▸ **Excerpted text**:
══════════════════════════════

The Dream Chaser is the most recent space shuttle that won a contract with NASA to make cargo deliveries to the International Space Station. It’s being developed by the Sierra Nevada Corporation, one of the new kids in the race to make commercial space flight more accessible. I It turns out that much of the magic is being developed right in Kendall Square.
When it first takes off, the Dream Chaser acts like a space shuttle, looks like a space shuttle, and is boosted into space in a rocket—very standard space shuttle moves. That’s where the similarities end. Once it’s in space, software takes over-- software developed at the Draper Laboratory in Kendall Square.
Seamus Tuohy, director of space systems, heads the team that developed the smarts of the Dream Chaser, and says the technology can guide the vehicle through its entire mission.
“Each mission phase has some software that will tell it where it is, tell it where it needs to go, and control the spacecraft to get there.” Tuohy said. “And after we deliver the cargo, we then control the vehicle on its reentry into the earth’s atmosphere and its subsequent landing on a runway at Kennedy Space Center.”

══════════════════════════════

▸ **Tasks to carry out**:
• 1. Answer these about the Dream Chaser article:
(a) Which company is developing the Dream Chaser?
(b) At which laboratory was the software that takes over in space developed?
(c) Where does the vehicle land after reentry?
• 2. Rewrite the Dream Chaser article between "The Dream Chaser is" and "right in Kendall Square.", inclusive, substituting "agreement" for "contract".
• 3. Pick up the article on the Dream Chaser after its final sentence and keep writing.

▸ **Data excerpts**:
══════════════════════════════

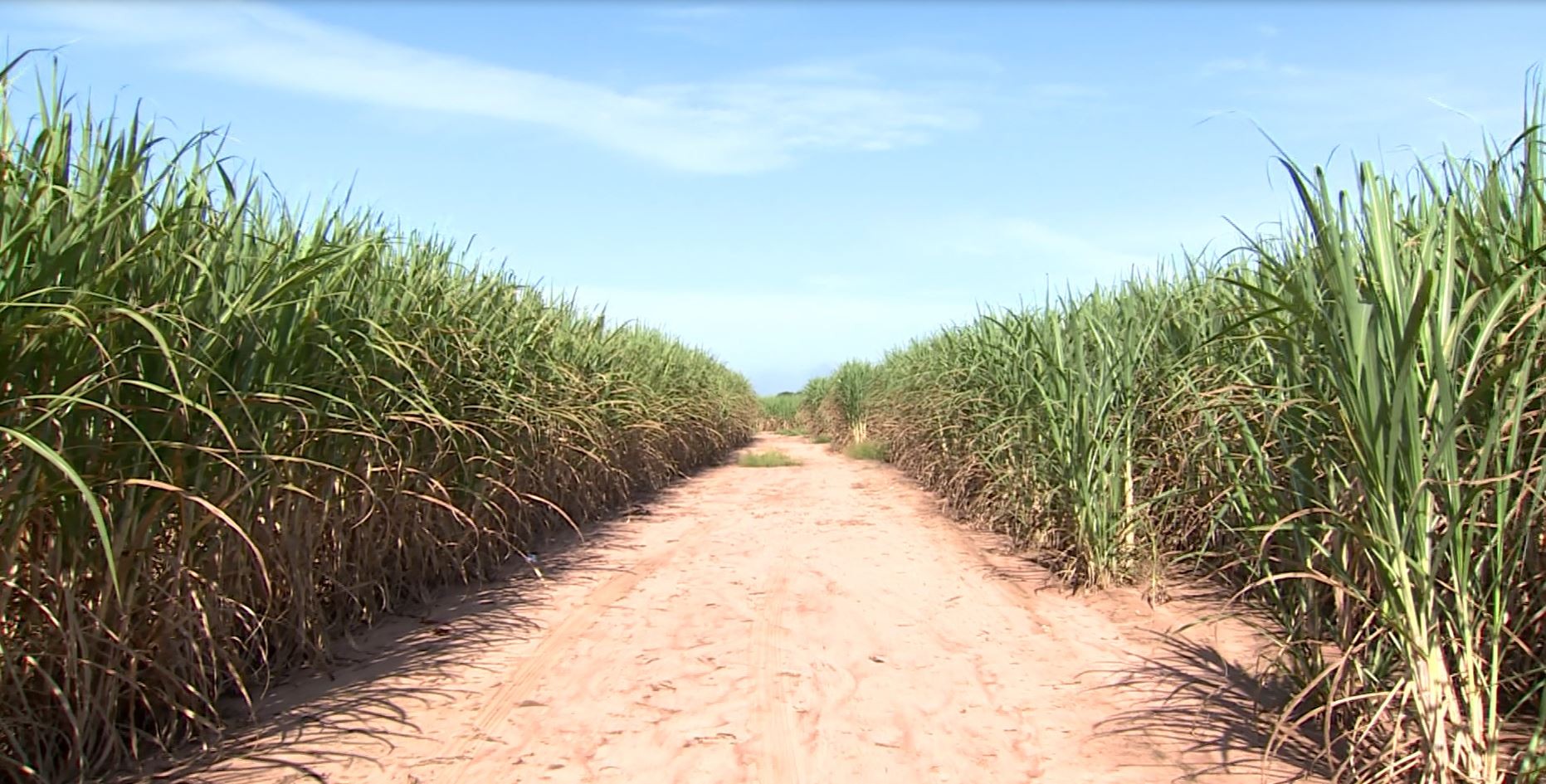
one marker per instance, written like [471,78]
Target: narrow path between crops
[812,624]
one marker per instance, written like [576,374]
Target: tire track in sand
[523,678]
[779,755]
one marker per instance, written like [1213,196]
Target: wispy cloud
[1254,66]
[739,124]
[1339,98]
[1027,250]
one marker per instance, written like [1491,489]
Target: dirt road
[812,624]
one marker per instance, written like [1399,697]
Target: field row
[1345,422]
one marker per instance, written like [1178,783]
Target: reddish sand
[812,624]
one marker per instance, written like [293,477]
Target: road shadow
[349,710]
[1220,713]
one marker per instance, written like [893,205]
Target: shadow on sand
[1222,712]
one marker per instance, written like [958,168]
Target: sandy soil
[813,624]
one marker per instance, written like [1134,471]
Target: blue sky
[792,184]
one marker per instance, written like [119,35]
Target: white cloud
[1254,66]
[1030,252]
[1347,98]
[744,124]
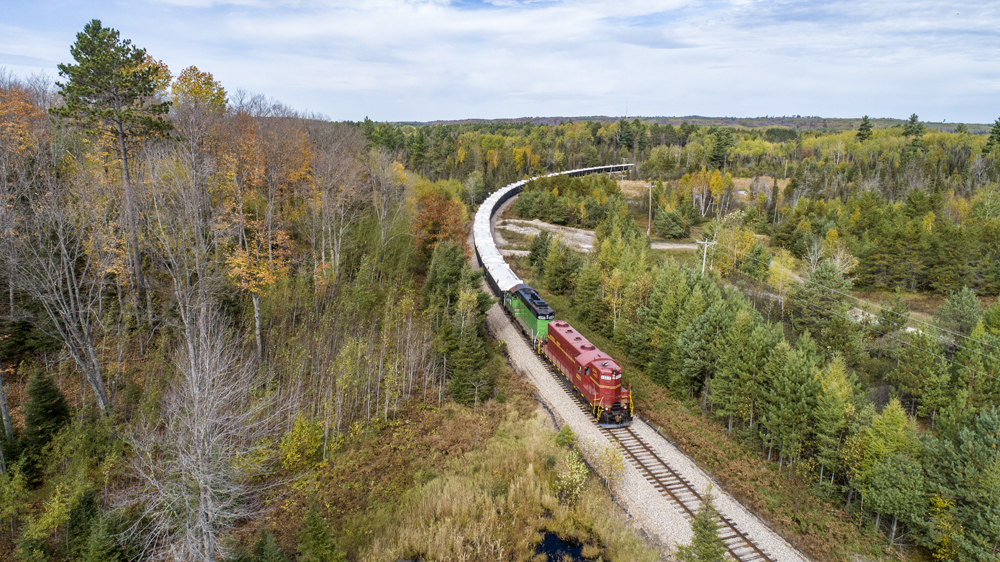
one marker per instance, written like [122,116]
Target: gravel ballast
[657,516]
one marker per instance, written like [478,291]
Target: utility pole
[705,253]
[650,223]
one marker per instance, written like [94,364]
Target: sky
[424,60]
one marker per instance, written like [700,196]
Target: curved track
[641,453]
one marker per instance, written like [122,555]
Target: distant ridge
[797,122]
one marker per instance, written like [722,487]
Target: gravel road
[579,239]
[649,509]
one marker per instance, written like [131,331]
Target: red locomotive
[594,373]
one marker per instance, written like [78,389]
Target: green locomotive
[531,313]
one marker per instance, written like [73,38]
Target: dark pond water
[556,549]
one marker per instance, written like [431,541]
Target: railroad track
[668,482]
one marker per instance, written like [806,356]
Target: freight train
[594,374]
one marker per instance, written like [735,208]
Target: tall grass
[493,504]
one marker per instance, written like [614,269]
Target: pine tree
[770,397]
[100,545]
[994,139]
[978,367]
[112,90]
[698,348]
[959,314]
[45,414]
[819,305]
[468,383]
[706,546]
[586,298]
[991,320]
[834,405]
[267,549]
[796,390]
[315,542]
[865,129]
[726,391]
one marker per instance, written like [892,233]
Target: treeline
[790,366]
[222,288]
[918,208]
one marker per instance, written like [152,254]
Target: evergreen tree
[100,545]
[834,405]
[705,543]
[965,467]
[729,398]
[722,141]
[468,382]
[560,268]
[994,139]
[770,398]
[991,320]
[919,369]
[45,414]
[586,298]
[897,489]
[959,314]
[267,550]
[819,305]
[539,251]
[978,368]
[795,399]
[671,224]
[112,90]
[895,316]
[315,542]
[913,127]
[758,263]
[698,348]
[865,129]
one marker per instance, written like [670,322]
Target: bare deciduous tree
[199,465]
[63,264]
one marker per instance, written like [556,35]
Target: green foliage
[865,129]
[565,437]
[963,469]
[896,488]
[991,320]
[315,542]
[757,264]
[895,316]
[671,224]
[45,414]
[994,139]
[13,493]
[571,479]
[913,127]
[110,86]
[819,305]
[560,268]
[706,546]
[302,446]
[722,141]
[101,544]
[959,314]
[267,550]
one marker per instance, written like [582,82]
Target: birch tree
[111,90]
[198,469]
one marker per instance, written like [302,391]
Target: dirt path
[578,239]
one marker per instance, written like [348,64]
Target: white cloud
[439,59]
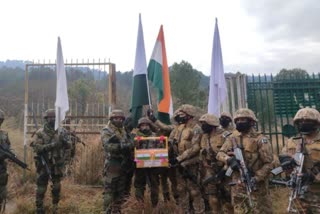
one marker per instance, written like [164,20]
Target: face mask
[224,122]
[206,128]
[243,126]
[307,127]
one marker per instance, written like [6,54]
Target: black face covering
[224,122]
[206,128]
[307,127]
[243,126]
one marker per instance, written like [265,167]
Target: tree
[185,83]
[295,73]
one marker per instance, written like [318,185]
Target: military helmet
[188,109]
[245,112]
[210,119]
[49,113]
[144,120]
[116,113]
[307,114]
[1,115]
[226,114]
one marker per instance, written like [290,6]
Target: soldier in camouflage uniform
[307,121]
[257,154]
[49,147]
[5,142]
[166,130]
[226,121]
[211,142]
[187,136]
[144,176]
[119,165]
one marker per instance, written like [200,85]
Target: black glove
[287,162]
[151,115]
[233,163]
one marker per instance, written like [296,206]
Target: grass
[82,189]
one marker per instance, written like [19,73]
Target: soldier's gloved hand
[151,116]
[287,162]
[233,163]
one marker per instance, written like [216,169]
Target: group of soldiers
[215,167]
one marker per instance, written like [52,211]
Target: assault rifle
[6,153]
[245,175]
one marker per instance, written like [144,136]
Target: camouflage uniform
[258,158]
[49,147]
[211,142]
[187,136]
[164,129]
[119,165]
[144,176]
[310,203]
[5,142]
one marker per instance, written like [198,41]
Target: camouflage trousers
[189,191]
[116,189]
[150,176]
[3,189]
[42,184]
[310,203]
[261,199]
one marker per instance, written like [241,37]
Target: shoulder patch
[226,134]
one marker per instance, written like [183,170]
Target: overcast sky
[260,36]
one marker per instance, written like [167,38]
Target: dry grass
[76,196]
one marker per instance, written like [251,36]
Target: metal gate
[276,101]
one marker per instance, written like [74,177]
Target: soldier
[307,121]
[119,165]
[144,176]
[211,142]
[226,121]
[49,146]
[5,142]
[257,154]
[164,129]
[187,137]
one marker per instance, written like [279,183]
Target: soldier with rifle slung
[49,146]
[119,165]
[5,153]
[187,137]
[212,172]
[248,154]
[301,157]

══════════════════════════════

▸ **Your responses**:
• 1.
(a) The Sierra Nevada Corporation
(b) The Draper Laboratory in Kendall Square
(c) On a runway at Kennedy Space Center

• 2.
The Dream Chaser is the most recent space shuttle that won a agreement with NASA to make cargo deliveries to the International Space Station. It’s being developed by the Sierra Nevada Corporation, one of the new kids in the race to make commercial space flight more accessible. I It turns out that much of the magic is being developed right in Kendall Square.

• 3.
That’s the kicker. Unlike the SpaceX Dragon, which currently delivers cargo to the International Space Station—and lands by splashing down into the Pacific Ocean, the Dream Chaser starts acting like an ordinary plane once its back in the Earth’s atmosphere.
“It lands like an aircraft. It can land on the runway that any commercial aircraft can land on. So, the operations that we are trying to get to is basically like an aircraft operation.” Tuohy said.
That matters because timing is crucial when bringing back valuable science experiments from the ISS. And since the Dream Chaser doesn’t use a lot of propulsion and fuel in its return, it’s not toxic to humans, which means right after landing, everything can be immediately put into the lab. All of this is because of sophisticated aerospace engineering—but can a computer really land that much better than a human?
Yes, according to Alan Campbell, Draper’s Simulation Task Leader for the Dream Chaser project. Campbell kindly walks me through the simulation of the manned landing version—complete with a video game joystick and footpedal brakes. And who better to challenge a machine than a reporter with zero flight experience and limited gaming chops?
There are three computer monitors—one image represent the view from the cockpit and even though it’s a simulation, the view of the Armstrong Air Force base from an elevation of 12,500 feet still looks daunting.
“Now that you’ve gotten to see what our Guidance Control Software can do, are you ready to give it a shot?” Campbell asked.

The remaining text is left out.